──────── Text block

Advertisement

U.S. Rebuffs Hussein’s Threats to Bar Monitors

Share
TIMES STAFF WRITER

The latest confrontation with Iraq intensified Saturday as U.S. officials bluntly rejected new threats by Iraqi President Saddam Hussein to bar all United Nations weapons inspections.

In a defiant address Saturday in Baghdad marking the seventh anniversary of the start of the Persian Gulf War, Hussein said he will carry out a demand from Iraq’s parliament to end Iraqi cooperation with the arms inspections unless sanctions against his country are lifted.

His threat against the entire inspection program amounts to a reversion to Iraq’s position of last fall, when Hussein’s government called on the U.N. Security Council to set a deadline for ending inspections.

Advertisement

In October, Iraq’s National Assembly called for an end to its cooperation with U.N. inspectors, and the following month it set a May deadline for them to finish their work.

────────────────

#### Exercise instructions:
Rewrite the article on Iraq's threats to bar U.N. weapons inspectors from "U.S. Rebuffs Hussein’s" up to and including "for ending inspections.", replacing "Baghdad" with "the Iraqi capital".

──────── Given records

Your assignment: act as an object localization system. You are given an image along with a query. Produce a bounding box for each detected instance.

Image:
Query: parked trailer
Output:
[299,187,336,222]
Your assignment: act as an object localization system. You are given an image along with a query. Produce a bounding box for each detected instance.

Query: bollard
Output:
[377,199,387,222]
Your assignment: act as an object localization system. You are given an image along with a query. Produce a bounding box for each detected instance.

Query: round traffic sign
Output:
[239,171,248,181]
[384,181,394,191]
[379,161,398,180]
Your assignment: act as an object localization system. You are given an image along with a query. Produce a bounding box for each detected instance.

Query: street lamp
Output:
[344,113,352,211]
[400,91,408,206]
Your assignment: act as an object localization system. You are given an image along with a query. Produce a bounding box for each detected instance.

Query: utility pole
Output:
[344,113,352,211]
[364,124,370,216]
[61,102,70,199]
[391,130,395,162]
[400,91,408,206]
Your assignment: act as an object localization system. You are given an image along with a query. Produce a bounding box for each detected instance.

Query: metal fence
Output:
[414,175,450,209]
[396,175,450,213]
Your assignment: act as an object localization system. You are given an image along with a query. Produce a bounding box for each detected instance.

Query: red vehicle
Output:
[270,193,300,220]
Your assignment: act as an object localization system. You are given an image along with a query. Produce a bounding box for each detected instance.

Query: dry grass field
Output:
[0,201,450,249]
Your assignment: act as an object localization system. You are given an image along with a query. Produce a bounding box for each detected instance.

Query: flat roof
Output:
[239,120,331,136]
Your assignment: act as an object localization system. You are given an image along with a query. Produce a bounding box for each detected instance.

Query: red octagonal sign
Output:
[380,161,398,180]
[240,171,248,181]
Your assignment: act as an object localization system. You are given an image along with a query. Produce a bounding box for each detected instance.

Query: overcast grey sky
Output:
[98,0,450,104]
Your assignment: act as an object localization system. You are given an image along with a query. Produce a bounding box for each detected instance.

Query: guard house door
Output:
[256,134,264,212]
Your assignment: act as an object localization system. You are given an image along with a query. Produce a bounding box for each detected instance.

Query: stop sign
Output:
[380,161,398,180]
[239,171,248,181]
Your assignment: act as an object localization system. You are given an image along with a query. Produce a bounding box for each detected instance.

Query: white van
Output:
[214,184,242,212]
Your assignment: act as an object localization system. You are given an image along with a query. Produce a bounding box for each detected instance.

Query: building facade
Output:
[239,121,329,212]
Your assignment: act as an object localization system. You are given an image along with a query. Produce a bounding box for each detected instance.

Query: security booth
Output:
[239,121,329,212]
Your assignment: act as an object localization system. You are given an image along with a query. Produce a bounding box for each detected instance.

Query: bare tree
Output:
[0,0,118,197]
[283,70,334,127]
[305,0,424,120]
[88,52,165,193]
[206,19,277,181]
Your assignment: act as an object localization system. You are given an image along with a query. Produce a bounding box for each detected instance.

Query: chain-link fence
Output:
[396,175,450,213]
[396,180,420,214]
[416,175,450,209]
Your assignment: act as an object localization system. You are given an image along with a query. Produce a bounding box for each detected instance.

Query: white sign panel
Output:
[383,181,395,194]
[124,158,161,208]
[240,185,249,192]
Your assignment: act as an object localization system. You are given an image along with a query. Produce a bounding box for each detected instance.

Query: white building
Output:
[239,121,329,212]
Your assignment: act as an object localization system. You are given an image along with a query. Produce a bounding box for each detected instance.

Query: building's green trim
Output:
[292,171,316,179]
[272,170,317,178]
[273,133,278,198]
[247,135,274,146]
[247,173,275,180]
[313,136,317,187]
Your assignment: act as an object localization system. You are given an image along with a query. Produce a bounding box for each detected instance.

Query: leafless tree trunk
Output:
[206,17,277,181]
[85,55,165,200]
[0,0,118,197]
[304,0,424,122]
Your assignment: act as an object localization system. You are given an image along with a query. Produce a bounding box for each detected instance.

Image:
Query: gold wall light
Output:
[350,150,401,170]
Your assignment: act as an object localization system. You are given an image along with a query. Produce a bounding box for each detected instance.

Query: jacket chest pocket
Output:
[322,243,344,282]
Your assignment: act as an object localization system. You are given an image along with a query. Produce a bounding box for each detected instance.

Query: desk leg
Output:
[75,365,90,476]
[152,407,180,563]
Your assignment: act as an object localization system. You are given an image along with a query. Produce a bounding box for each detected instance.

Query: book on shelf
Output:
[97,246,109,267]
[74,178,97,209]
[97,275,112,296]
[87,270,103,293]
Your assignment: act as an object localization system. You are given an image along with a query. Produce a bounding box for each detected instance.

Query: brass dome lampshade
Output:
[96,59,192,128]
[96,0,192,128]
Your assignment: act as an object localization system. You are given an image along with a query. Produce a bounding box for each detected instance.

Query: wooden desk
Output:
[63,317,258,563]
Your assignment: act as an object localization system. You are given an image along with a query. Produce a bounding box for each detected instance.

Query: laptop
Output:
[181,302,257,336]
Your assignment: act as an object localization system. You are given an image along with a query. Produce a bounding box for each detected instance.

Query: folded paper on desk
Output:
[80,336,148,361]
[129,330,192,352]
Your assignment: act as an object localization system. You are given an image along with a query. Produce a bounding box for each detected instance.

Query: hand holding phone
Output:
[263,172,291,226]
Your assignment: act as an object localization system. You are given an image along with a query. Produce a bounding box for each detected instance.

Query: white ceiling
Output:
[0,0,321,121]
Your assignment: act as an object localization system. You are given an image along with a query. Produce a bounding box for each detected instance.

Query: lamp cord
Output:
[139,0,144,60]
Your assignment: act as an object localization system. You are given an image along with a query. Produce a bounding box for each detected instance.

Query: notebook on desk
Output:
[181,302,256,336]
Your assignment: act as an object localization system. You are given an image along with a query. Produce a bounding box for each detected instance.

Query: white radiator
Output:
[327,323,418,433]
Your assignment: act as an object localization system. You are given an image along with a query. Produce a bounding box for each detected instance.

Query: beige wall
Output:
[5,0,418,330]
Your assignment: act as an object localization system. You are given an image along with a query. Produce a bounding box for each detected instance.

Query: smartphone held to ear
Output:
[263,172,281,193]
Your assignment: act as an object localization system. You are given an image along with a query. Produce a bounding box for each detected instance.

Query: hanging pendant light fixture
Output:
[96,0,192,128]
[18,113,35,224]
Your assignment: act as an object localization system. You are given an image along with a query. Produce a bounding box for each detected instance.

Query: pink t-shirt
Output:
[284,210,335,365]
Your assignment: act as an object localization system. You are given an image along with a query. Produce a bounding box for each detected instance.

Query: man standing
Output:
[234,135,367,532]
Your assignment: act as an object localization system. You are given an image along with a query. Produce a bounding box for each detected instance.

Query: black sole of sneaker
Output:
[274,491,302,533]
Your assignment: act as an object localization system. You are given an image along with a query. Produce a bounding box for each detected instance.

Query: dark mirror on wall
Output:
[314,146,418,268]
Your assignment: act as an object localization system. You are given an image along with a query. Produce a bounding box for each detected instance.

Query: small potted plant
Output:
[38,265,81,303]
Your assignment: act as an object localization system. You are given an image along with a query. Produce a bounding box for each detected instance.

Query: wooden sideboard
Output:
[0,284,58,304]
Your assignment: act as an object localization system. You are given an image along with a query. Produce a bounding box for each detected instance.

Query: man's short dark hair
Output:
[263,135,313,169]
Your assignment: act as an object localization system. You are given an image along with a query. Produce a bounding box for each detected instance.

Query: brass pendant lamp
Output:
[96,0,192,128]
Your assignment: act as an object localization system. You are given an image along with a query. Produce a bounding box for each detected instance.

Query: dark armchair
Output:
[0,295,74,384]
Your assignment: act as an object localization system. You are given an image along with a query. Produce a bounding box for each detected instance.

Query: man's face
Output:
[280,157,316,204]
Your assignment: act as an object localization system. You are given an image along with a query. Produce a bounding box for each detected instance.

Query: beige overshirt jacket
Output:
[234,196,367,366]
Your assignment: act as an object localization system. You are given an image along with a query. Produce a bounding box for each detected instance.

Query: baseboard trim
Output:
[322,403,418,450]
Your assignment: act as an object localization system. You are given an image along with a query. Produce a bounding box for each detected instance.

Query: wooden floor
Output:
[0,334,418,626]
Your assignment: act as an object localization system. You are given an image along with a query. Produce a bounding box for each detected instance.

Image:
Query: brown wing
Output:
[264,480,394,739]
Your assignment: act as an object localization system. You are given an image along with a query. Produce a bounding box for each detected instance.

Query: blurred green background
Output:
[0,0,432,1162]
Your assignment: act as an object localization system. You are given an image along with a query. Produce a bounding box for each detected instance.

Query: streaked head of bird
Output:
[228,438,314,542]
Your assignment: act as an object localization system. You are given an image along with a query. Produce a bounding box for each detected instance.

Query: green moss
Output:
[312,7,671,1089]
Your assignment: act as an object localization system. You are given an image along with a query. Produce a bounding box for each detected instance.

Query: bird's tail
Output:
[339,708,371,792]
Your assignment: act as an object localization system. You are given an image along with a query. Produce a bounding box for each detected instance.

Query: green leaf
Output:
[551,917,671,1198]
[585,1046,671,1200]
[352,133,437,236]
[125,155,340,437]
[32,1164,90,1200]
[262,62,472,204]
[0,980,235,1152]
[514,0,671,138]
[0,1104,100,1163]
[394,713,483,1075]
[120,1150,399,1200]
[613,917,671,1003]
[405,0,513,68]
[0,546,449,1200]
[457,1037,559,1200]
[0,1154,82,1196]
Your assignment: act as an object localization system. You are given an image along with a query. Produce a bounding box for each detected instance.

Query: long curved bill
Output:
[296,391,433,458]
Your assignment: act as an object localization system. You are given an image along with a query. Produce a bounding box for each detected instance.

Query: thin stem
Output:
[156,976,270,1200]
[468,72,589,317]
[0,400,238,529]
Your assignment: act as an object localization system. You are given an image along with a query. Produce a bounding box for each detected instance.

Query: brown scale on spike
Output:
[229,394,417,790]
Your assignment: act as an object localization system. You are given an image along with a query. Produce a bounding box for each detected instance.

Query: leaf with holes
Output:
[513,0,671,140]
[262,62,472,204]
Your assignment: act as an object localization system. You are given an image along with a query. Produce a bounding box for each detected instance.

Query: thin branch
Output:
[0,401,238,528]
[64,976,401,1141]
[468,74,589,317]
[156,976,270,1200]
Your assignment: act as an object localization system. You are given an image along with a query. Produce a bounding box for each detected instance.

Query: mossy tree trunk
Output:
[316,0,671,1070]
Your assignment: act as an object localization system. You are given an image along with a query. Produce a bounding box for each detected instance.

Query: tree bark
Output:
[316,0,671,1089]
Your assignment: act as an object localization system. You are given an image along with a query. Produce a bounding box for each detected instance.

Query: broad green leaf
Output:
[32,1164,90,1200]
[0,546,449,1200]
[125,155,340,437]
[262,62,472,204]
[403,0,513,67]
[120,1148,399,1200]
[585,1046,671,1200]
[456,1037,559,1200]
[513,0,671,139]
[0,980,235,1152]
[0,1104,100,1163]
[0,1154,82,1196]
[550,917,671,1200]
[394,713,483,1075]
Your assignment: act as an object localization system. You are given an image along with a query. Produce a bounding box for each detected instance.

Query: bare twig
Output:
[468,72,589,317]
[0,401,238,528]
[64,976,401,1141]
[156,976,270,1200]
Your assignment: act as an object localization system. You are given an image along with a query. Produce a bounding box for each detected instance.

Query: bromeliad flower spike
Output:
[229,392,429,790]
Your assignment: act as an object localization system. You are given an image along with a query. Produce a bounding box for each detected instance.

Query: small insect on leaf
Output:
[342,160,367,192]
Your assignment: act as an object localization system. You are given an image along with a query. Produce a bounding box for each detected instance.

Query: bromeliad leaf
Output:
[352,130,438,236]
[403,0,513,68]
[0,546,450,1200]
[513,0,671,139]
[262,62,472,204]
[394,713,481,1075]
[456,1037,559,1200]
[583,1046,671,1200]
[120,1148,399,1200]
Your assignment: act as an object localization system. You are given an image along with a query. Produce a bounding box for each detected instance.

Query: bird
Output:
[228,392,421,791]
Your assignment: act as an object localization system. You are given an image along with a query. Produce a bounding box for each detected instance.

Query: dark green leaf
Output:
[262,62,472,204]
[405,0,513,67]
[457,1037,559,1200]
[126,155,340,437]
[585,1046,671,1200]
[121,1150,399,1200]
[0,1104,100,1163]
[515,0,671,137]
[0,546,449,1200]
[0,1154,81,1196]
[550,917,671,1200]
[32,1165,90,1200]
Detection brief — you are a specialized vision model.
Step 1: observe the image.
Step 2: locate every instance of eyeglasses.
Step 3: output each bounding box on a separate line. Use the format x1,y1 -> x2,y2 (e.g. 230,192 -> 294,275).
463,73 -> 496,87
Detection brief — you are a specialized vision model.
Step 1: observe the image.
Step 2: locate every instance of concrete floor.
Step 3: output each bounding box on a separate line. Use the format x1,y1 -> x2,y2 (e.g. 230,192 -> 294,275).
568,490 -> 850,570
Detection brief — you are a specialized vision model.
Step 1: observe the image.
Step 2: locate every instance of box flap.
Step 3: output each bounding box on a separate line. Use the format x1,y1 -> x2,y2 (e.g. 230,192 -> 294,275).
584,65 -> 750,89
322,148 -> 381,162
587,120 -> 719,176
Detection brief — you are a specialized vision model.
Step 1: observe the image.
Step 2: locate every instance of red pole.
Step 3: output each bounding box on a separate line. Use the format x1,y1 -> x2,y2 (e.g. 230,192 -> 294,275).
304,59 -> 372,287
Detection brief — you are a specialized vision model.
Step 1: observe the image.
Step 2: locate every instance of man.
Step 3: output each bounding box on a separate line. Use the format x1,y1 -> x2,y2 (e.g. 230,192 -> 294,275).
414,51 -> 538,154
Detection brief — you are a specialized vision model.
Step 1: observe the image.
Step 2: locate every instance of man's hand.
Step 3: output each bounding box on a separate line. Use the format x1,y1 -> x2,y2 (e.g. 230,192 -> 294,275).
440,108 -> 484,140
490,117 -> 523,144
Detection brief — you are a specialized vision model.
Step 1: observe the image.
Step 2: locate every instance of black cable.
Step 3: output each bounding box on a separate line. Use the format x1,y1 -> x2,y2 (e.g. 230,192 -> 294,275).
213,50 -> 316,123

────────────────

#### Finished exercise:
U.S. Rebuffs Hussein’s Threats to Bar Monitors

Share
TIMES STAFF WRITER

The latest confrontation with Iraq intensified Saturday as U.S. officials bluntly rejected new threats by Iraqi President Saddam Hussein to bar all United Nations weapons inspections.

In a defiant address Saturday in the Iraqi capital marking the seventh anniversary of the start of the Persian Gulf War, Hussein said he will carry out a demand from Iraq’s parliament to end Iraqi cooperation with the arms inspections unless sanctions against his country are lifted.

His threat against the entire inspection program amounts to a reversion to Iraq’s position of last fall, when Hussein’s government called on the U.N. Security Council to set a deadline for ending inspections.